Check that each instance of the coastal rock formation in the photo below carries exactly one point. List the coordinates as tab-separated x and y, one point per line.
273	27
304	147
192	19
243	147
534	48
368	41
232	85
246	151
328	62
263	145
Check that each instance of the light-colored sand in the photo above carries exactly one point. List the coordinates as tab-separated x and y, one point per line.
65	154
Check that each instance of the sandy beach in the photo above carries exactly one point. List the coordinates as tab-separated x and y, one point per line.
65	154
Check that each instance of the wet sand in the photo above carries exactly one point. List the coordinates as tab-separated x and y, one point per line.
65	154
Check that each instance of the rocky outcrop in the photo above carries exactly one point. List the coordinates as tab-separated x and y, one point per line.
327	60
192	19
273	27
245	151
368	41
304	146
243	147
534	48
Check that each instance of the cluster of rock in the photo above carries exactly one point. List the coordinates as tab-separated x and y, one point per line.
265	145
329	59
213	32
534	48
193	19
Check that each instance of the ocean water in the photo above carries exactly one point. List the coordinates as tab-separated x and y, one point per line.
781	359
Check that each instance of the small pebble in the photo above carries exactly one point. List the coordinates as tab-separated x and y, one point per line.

[Objective]
Reproduce the lines word for word, starting at the one holding "Check that each instance of the cluster" and ending at the final line of the material above.

[Reply to the exercise]
Check that each instance of the cluster of rock in the photo above carries exactly one point. List the coordinates as tab-separated x and y, one point per line.
265	145
329	59
213	32
534	48
193	19
Check that each instance of the ocean water in the photo above carries exactly one point. List the coordinates as tab-separated x and y, one point per line.
781	359
Check that each instance of the small pebble in the photo above carries exactly one point. List the coordinates as tab-separated x and y, one point per line.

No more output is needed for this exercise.